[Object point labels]
— Start —
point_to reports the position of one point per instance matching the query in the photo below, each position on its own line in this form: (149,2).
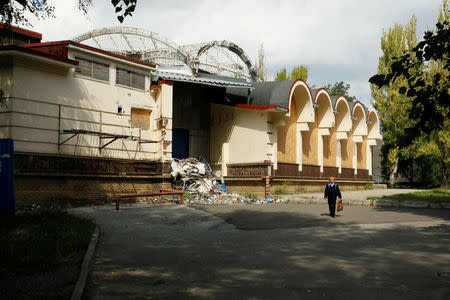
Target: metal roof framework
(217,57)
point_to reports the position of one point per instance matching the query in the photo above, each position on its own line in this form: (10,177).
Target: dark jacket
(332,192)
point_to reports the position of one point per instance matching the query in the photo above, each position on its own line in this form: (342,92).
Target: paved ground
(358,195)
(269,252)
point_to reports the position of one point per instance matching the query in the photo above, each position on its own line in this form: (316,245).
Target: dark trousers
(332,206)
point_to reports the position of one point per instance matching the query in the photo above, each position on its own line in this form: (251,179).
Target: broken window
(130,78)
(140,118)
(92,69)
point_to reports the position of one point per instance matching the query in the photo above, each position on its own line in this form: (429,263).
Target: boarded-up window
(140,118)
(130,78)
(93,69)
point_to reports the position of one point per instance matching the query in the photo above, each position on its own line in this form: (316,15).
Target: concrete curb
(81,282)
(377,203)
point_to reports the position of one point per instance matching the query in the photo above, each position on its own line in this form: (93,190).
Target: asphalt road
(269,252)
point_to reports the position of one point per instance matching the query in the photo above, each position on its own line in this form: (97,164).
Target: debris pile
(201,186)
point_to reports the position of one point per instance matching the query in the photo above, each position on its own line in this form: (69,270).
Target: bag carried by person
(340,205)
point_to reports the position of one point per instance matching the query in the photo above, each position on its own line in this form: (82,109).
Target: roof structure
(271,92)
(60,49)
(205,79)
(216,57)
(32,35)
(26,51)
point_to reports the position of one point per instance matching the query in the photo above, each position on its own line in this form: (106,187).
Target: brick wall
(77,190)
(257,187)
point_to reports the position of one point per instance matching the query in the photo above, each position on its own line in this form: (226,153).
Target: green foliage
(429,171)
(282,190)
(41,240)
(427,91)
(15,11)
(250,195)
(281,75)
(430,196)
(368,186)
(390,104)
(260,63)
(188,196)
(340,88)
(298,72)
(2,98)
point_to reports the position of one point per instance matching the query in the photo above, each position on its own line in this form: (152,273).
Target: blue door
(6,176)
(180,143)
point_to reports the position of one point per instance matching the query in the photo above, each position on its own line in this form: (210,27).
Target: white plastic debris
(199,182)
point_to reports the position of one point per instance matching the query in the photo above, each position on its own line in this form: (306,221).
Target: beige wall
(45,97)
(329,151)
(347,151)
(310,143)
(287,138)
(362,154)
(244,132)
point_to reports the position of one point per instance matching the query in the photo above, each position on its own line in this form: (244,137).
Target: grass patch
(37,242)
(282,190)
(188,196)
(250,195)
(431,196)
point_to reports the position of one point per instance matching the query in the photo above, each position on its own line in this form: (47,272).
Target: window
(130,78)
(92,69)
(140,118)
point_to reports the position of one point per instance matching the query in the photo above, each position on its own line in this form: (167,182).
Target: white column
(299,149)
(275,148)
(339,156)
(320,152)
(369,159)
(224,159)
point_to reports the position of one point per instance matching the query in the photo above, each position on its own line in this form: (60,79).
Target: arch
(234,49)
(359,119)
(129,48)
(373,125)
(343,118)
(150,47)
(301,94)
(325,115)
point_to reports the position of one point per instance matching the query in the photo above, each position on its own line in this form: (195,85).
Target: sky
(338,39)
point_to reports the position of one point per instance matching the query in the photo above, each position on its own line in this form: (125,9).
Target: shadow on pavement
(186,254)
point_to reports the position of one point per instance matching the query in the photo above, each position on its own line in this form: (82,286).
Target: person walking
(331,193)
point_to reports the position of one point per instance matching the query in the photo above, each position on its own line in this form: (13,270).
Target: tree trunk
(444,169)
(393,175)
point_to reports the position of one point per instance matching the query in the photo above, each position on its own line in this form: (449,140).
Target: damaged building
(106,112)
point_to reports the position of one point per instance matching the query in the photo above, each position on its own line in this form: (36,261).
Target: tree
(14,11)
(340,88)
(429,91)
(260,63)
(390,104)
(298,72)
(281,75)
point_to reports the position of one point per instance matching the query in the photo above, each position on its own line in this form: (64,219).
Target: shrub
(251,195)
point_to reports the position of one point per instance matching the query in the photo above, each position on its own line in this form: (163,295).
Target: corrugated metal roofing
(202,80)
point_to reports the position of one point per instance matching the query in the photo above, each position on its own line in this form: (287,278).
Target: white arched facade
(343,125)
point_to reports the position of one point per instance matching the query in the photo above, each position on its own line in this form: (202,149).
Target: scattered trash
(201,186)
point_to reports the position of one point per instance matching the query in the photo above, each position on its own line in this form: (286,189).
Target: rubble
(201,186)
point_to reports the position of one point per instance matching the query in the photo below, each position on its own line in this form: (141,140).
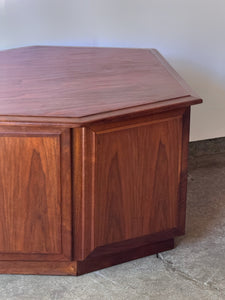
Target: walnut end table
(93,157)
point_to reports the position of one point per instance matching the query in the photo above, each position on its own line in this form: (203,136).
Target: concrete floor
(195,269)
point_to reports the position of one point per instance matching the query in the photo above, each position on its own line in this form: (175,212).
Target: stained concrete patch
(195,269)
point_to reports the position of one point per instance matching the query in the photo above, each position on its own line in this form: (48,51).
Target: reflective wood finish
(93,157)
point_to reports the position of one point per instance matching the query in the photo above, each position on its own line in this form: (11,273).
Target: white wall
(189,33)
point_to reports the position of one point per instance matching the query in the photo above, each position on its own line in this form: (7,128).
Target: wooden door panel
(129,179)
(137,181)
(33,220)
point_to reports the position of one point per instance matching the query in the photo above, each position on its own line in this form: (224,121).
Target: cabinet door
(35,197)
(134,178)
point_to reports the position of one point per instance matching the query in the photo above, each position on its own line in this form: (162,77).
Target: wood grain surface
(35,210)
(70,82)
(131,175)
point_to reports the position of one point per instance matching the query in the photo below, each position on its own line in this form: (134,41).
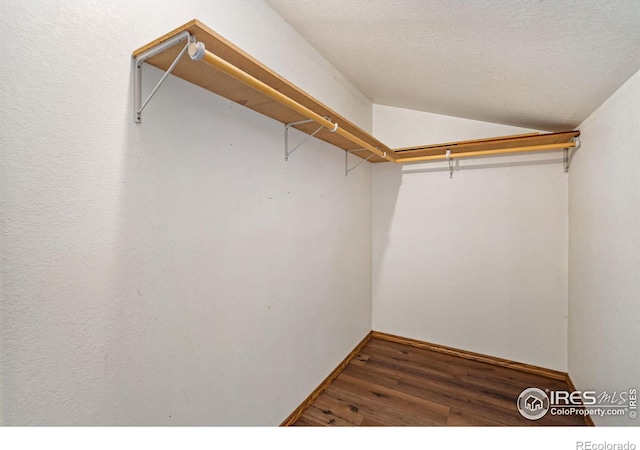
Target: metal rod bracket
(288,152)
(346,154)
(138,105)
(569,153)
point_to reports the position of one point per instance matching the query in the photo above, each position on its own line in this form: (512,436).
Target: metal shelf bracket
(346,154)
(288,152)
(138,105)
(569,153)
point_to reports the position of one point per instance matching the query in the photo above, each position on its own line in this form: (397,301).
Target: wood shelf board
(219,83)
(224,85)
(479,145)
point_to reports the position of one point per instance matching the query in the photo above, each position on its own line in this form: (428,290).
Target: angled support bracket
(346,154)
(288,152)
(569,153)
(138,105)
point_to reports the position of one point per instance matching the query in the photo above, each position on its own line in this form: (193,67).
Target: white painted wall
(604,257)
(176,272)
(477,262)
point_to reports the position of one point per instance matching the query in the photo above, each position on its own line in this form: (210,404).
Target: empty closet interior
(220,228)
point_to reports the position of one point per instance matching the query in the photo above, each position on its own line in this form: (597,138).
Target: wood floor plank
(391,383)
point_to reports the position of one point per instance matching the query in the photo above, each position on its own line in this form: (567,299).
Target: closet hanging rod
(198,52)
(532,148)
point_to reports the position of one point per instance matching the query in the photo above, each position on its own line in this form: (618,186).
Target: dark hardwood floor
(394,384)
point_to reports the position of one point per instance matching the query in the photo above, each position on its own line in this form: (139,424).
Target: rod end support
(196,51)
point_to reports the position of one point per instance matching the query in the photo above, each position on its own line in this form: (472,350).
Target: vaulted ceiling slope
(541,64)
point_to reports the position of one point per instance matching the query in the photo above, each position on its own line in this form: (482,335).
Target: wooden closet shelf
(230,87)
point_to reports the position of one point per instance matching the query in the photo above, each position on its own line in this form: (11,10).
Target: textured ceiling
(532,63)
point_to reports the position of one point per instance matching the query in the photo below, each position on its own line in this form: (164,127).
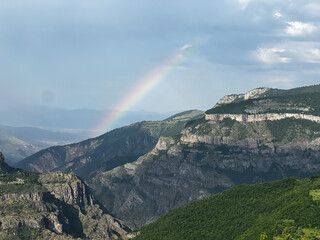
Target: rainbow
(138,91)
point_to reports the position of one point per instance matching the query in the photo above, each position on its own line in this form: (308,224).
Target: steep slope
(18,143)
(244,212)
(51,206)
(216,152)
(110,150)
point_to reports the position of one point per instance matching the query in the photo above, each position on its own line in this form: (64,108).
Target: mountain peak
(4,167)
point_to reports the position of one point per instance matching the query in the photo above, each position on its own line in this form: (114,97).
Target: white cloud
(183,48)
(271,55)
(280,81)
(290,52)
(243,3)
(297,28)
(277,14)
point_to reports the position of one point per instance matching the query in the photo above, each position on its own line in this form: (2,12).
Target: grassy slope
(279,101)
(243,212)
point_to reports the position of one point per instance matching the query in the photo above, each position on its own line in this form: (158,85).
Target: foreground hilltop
— End —
Aim of the task -
Repeat only the stretch of lines that begins at the line containing "this form: (114,97)." and ends at the last line above, both included.

Output of the task -
point_to reports the position of one point per instance matching the query in the photo above, each position on its own line in this form: (114,97).
Target: white cloud
(183,48)
(271,55)
(280,81)
(290,52)
(243,3)
(297,28)
(277,14)
point_to reports the position of one point per instance matching the query in the photo above, each position on its own line in this form: (2,12).
Target: grassy slope
(279,101)
(243,212)
point_to reports the position of one point per instance matching the query in the photo above, each position on its own line in this form: (158,85).
Target: foreground hilltop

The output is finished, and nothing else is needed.